→ **RECORDS TO USE**
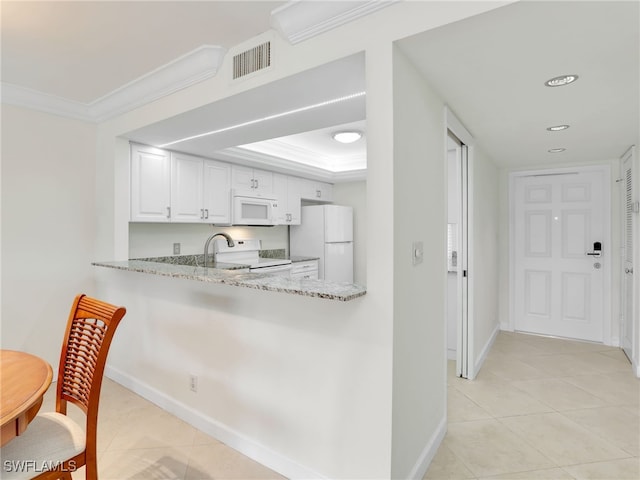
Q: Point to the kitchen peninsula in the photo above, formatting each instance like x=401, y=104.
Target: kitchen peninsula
x=225, y=274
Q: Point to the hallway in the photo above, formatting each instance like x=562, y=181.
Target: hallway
x=543, y=408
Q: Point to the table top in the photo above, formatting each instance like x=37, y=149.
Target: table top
x=24, y=379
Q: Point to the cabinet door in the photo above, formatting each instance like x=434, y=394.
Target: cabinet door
x=217, y=192
x=324, y=191
x=280, y=187
x=242, y=178
x=150, y=184
x=294, y=203
x=263, y=181
x=186, y=188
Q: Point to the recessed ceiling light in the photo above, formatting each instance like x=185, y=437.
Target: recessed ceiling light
x=557, y=128
x=349, y=136
x=561, y=80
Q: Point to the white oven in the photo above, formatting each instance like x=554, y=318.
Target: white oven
x=247, y=252
x=250, y=209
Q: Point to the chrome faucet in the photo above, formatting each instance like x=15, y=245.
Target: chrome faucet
x=206, y=245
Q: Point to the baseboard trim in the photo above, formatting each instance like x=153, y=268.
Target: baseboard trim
x=430, y=450
x=477, y=365
x=218, y=430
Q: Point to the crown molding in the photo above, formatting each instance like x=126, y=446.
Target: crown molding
x=184, y=71
x=300, y=20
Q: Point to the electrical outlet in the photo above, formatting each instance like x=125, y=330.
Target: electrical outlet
x=417, y=252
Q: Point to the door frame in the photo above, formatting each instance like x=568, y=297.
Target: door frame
x=465, y=365
x=635, y=315
x=607, y=239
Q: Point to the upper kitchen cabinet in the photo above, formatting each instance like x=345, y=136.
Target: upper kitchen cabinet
x=287, y=190
x=200, y=190
x=175, y=187
x=150, y=184
x=251, y=179
x=316, y=191
x=217, y=192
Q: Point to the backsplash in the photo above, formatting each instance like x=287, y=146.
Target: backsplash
x=157, y=239
x=275, y=253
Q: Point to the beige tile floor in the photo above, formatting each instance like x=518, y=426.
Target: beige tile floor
x=543, y=408
x=138, y=440
x=540, y=408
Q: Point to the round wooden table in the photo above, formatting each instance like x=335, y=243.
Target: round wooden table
x=24, y=379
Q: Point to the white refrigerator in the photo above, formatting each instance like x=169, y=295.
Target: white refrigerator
x=326, y=232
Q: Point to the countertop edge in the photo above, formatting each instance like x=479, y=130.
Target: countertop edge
x=303, y=287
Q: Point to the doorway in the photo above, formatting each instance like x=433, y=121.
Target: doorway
x=561, y=253
x=630, y=212
x=457, y=254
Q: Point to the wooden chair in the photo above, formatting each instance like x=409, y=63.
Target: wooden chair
x=52, y=439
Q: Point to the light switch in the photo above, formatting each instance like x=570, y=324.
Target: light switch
x=417, y=252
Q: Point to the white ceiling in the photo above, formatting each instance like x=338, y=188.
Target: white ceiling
x=490, y=69
x=84, y=50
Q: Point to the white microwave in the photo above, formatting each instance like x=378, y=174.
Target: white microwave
x=251, y=209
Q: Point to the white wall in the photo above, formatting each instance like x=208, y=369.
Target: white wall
x=484, y=269
x=48, y=226
x=420, y=214
x=354, y=194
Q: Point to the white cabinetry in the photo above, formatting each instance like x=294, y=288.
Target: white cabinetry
x=251, y=179
x=150, y=184
x=217, y=192
x=176, y=187
x=186, y=188
x=200, y=190
x=318, y=191
x=307, y=269
x=287, y=191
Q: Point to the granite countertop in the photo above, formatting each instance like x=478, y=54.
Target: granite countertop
x=224, y=274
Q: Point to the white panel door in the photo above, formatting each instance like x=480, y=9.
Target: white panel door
x=629, y=195
x=559, y=286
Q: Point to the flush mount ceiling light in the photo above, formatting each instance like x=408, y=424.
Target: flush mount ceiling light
x=347, y=136
x=561, y=80
x=557, y=128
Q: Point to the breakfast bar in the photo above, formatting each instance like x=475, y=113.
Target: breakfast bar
x=237, y=276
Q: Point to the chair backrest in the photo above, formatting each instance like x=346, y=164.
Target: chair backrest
x=86, y=343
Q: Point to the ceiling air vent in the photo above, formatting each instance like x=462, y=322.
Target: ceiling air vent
x=252, y=60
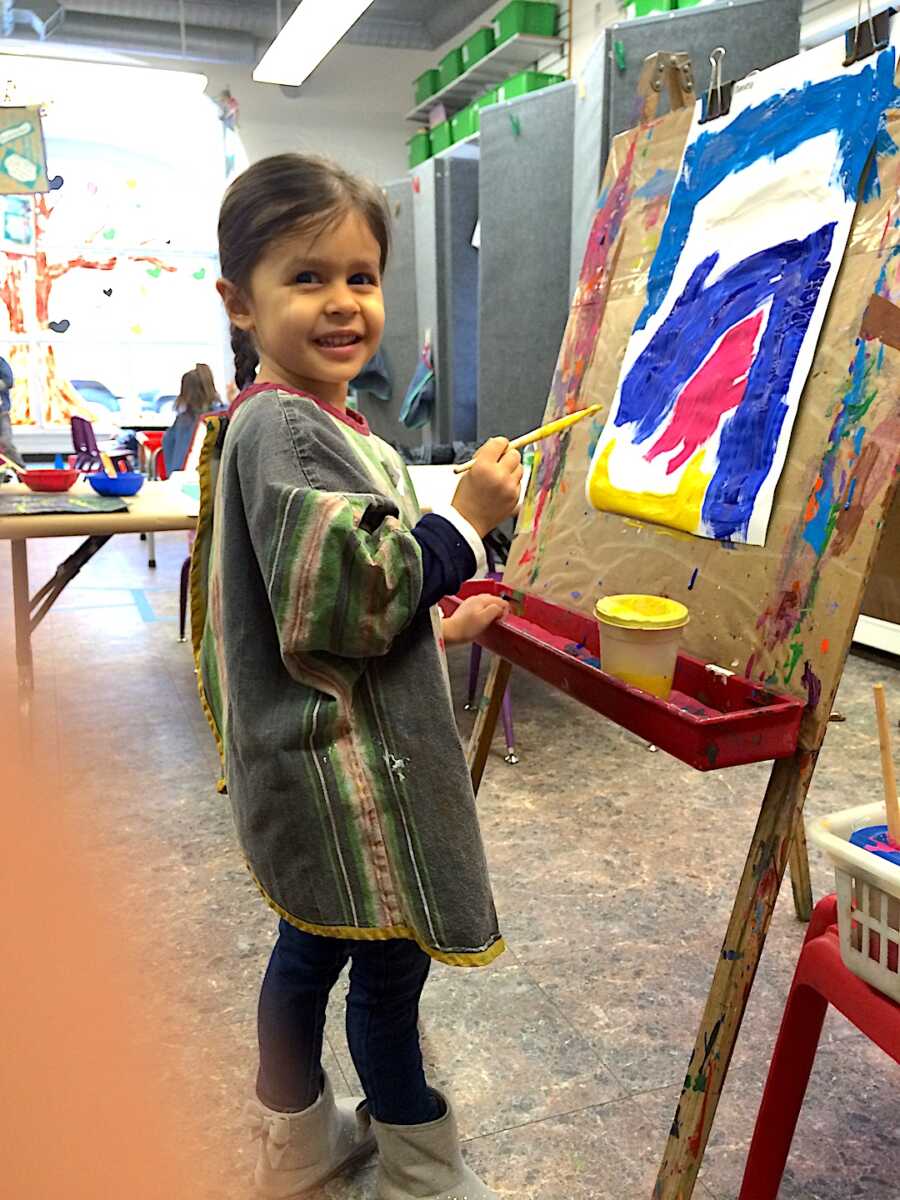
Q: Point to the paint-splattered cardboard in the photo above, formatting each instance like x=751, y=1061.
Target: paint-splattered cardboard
x=783, y=613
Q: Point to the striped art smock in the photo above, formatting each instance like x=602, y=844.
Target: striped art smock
x=327, y=688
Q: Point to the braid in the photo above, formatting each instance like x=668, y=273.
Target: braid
x=246, y=360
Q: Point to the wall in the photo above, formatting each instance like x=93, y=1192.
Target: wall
x=352, y=108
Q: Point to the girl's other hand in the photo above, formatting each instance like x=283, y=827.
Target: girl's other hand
x=472, y=618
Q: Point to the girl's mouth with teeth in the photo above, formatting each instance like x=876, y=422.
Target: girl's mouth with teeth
x=335, y=341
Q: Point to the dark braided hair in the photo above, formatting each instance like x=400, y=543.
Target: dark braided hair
x=275, y=197
x=246, y=360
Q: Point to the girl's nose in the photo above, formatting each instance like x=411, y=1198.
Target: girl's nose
x=341, y=300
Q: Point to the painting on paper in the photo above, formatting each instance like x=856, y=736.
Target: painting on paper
x=755, y=235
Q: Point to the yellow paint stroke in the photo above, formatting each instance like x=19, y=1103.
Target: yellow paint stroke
x=526, y=516
x=679, y=510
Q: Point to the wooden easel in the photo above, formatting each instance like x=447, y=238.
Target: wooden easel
x=840, y=575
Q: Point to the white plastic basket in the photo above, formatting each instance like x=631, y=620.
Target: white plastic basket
x=868, y=898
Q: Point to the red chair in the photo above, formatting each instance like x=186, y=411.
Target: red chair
x=153, y=461
x=821, y=979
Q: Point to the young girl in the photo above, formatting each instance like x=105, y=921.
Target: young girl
x=315, y=583
x=197, y=395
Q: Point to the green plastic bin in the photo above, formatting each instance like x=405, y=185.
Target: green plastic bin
x=450, y=66
x=427, y=83
x=491, y=96
x=647, y=7
x=442, y=137
x=526, y=82
x=465, y=123
x=419, y=148
x=478, y=47
x=526, y=17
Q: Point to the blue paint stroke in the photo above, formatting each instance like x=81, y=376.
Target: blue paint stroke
x=851, y=105
x=819, y=529
x=885, y=147
x=660, y=185
x=790, y=276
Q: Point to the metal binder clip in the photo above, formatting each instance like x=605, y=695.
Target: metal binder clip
x=869, y=36
x=718, y=102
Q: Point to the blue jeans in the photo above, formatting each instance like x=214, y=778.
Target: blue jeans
x=387, y=979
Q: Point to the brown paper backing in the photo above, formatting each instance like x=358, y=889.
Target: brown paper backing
x=781, y=613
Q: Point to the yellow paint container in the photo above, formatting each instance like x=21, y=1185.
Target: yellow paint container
x=640, y=639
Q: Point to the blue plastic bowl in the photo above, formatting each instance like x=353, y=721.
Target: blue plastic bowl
x=127, y=484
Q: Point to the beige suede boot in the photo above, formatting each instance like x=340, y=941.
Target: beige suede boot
x=425, y=1163
x=299, y=1151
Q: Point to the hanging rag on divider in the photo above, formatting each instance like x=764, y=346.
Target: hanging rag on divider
x=375, y=378
x=419, y=401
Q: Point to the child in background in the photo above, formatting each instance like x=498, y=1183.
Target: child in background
x=7, y=382
x=197, y=395
x=315, y=583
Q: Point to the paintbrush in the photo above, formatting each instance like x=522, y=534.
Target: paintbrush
x=545, y=431
x=887, y=766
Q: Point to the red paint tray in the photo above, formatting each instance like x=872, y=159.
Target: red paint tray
x=709, y=721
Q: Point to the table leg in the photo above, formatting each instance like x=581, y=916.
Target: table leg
x=22, y=616
x=735, y=976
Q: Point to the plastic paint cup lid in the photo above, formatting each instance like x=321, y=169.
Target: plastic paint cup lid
x=642, y=612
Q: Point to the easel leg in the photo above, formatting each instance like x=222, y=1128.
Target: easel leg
x=22, y=617
x=735, y=976
x=801, y=882
x=486, y=720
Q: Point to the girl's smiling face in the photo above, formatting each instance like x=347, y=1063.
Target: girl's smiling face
x=315, y=307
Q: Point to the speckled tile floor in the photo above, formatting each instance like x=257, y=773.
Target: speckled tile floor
x=613, y=871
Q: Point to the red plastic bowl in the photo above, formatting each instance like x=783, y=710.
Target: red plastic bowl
x=52, y=480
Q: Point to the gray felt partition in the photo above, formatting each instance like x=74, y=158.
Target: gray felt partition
x=401, y=329
x=447, y=267
x=526, y=211
x=756, y=34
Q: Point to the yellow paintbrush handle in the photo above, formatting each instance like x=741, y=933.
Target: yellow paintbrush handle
x=545, y=431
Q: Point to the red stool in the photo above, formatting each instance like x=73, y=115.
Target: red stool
x=821, y=979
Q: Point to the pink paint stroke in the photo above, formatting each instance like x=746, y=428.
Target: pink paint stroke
x=715, y=389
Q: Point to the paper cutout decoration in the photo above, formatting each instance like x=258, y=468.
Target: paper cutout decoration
x=756, y=232
x=23, y=161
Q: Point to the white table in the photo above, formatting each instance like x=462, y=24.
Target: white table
x=155, y=509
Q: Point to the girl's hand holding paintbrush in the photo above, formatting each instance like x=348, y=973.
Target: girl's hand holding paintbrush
x=489, y=492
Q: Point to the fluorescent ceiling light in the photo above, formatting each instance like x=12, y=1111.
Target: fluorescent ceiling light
x=310, y=34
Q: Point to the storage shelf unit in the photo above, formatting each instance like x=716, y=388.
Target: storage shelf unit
x=519, y=52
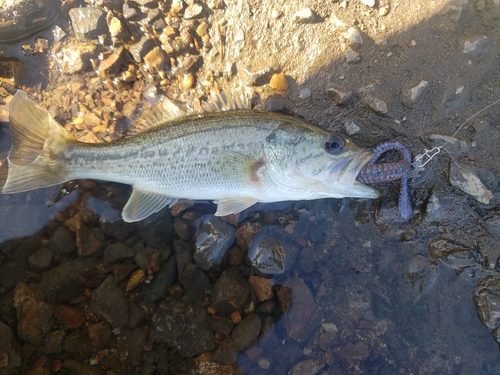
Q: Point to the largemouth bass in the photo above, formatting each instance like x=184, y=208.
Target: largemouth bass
x=229, y=154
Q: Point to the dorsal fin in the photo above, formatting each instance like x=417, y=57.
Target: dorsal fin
x=165, y=110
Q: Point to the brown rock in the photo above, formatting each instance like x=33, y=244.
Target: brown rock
x=204, y=365
x=34, y=317
x=262, y=287
x=353, y=353
x=71, y=317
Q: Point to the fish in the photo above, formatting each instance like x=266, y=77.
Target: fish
x=226, y=153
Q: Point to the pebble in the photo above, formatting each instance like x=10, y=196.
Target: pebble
x=452, y=254
x=353, y=35
x=245, y=334
x=64, y=282
x=412, y=93
x=76, y=57
x=465, y=177
x=231, y=292
x=70, y=317
x=270, y=252
x=486, y=297
x=301, y=313
x=305, y=15
x=192, y=11
x=306, y=367
x=182, y=326
x=351, y=127
x=212, y=240
x=370, y=3
x=341, y=97
x=194, y=282
x=40, y=260
x=88, y=23
x=278, y=82
x=352, y=56
x=262, y=287
x=141, y=48
x=157, y=288
x=108, y=303
x=118, y=252
x=34, y=318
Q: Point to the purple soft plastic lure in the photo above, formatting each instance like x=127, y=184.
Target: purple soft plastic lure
x=372, y=173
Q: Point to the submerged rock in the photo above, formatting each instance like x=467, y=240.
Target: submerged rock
x=213, y=238
x=466, y=178
x=270, y=252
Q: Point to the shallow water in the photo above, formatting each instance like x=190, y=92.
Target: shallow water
x=364, y=295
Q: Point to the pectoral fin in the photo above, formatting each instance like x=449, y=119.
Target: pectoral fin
x=234, y=205
x=142, y=204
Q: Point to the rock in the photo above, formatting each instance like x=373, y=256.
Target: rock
x=183, y=327
x=141, y=48
x=53, y=341
x=341, y=97
x=62, y=241
x=34, y=318
x=205, y=365
x=40, y=260
x=306, y=367
x=63, y=282
x=10, y=352
x=109, y=66
x=305, y=93
x=371, y=97
x=88, y=23
x=212, y=240
x=109, y=304
x=262, y=287
x=305, y=15
x=194, y=282
x=136, y=345
x=70, y=317
x=352, y=56
x=353, y=35
x=486, y=297
x=75, y=367
x=412, y=93
x=454, y=145
x=465, y=177
x=452, y=254
x=245, y=334
x=231, y=292
x=155, y=59
x=118, y=29
x=99, y=334
x=353, y=354
x=279, y=83
x=271, y=252
x=157, y=229
x=301, y=313
x=162, y=280
x=78, y=342
x=118, y=252
x=193, y=11
x=226, y=353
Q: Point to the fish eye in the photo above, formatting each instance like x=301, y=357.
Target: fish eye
x=334, y=145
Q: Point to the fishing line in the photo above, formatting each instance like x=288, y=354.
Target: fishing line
x=428, y=155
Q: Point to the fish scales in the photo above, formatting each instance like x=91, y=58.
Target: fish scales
x=235, y=156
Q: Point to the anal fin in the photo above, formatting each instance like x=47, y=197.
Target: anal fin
x=230, y=206
x=142, y=204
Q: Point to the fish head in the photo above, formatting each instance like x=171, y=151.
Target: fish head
x=316, y=163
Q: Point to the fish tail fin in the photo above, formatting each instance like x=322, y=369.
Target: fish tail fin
x=37, y=140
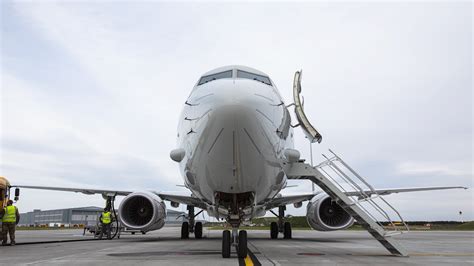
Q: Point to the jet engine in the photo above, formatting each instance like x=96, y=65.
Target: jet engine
x=142, y=211
x=325, y=215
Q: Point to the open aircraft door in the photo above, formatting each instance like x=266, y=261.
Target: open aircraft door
x=311, y=133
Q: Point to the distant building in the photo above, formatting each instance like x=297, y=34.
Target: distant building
x=76, y=216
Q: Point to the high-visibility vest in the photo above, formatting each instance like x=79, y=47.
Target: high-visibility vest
x=9, y=215
x=106, y=218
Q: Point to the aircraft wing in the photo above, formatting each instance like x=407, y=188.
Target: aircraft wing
x=286, y=200
x=188, y=200
x=87, y=191
x=395, y=190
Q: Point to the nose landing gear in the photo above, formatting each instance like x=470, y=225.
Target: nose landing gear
x=280, y=226
x=238, y=239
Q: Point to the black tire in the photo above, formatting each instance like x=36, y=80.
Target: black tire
x=198, y=230
x=226, y=244
x=242, y=247
x=273, y=230
x=185, y=230
x=287, y=230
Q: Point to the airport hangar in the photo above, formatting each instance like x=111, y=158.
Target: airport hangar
x=79, y=216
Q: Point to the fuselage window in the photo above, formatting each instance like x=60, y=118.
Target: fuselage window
x=252, y=76
x=221, y=75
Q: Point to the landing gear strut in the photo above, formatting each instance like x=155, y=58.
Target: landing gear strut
x=280, y=226
x=237, y=239
x=191, y=226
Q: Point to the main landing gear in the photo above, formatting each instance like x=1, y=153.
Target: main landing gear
x=237, y=239
x=280, y=227
x=191, y=226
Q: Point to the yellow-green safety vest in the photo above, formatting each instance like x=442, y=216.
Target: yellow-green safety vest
x=106, y=218
x=9, y=215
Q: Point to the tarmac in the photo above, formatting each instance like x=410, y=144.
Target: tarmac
x=164, y=247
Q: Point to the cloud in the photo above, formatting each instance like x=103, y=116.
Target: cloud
x=437, y=169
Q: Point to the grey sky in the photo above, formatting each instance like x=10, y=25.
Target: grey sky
x=91, y=92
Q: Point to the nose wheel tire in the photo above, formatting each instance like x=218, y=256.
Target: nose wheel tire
x=226, y=243
x=198, y=230
x=273, y=230
x=287, y=230
x=242, y=245
x=185, y=230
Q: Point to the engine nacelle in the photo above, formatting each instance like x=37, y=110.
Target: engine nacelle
x=325, y=215
x=142, y=211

→ **EXERCISE PROMPT**
Reproduce, word for word, the stretch of the records from the line containing "Q: Point to the door frame" through the line containing "x=354, y=194", including both of those lines.

→ **COMPLETE OUTPUT**
Q: Point to the door frame in the photo above, formatting each instance like x=568, y=297.
Target: door frame
x=465, y=365
x=635, y=315
x=607, y=239
Q: Point to the upper kitchen cabinet in the photo above, formatting each instance like x=345, y=136.
Target: upper kitchen cabinet
x=287, y=190
x=200, y=190
x=175, y=187
x=150, y=184
x=251, y=179
x=316, y=191
x=217, y=192
Q: Point to the backsplash in the photo above, formatting each instance like x=287, y=146.
Target: backsplash
x=157, y=239
x=275, y=253
Q: Point to the beige tile floor in the photo above, formatting each instance like x=518, y=426.
Target: beige tile floor
x=543, y=408
x=138, y=440
x=540, y=408
Q: Point to the round wooden table in the photo above, formatting each instance like x=335, y=243.
Target: round wooden table
x=24, y=379
Q: Point to the white refrigerator in the photo above, formatting each instance like x=169, y=295.
Target: white refrigerator
x=326, y=232
Q: Point to the countertop edge in the photo above, formatting each instance like x=479, y=130.
Target: countertop edge
x=303, y=287
Q: Point to the doorway in the photo above, formatting each instance like x=433, y=121.
Target: doorway
x=561, y=253
x=630, y=212
x=457, y=254
Q: Point to the wooden chair in the photo above, formatting each instance like x=409, y=63.
Target: wooden chair
x=52, y=439
Q: Point to the light switch in the photo above, formatting each instance like x=570, y=324.
Target: light switch
x=417, y=252
Q: Point to the white ceiling in the photo above, formatting each instance like x=338, y=188.
Target: white ceiling
x=490, y=69
x=84, y=50
Q: Point to the white microwave in the photo above, formatting each instance like x=378, y=174.
Target: white microwave
x=251, y=209
Q: Point to the white wall in the photo above, formatting each instance like x=208, y=369.
Target: white wall
x=484, y=269
x=48, y=226
x=420, y=214
x=354, y=194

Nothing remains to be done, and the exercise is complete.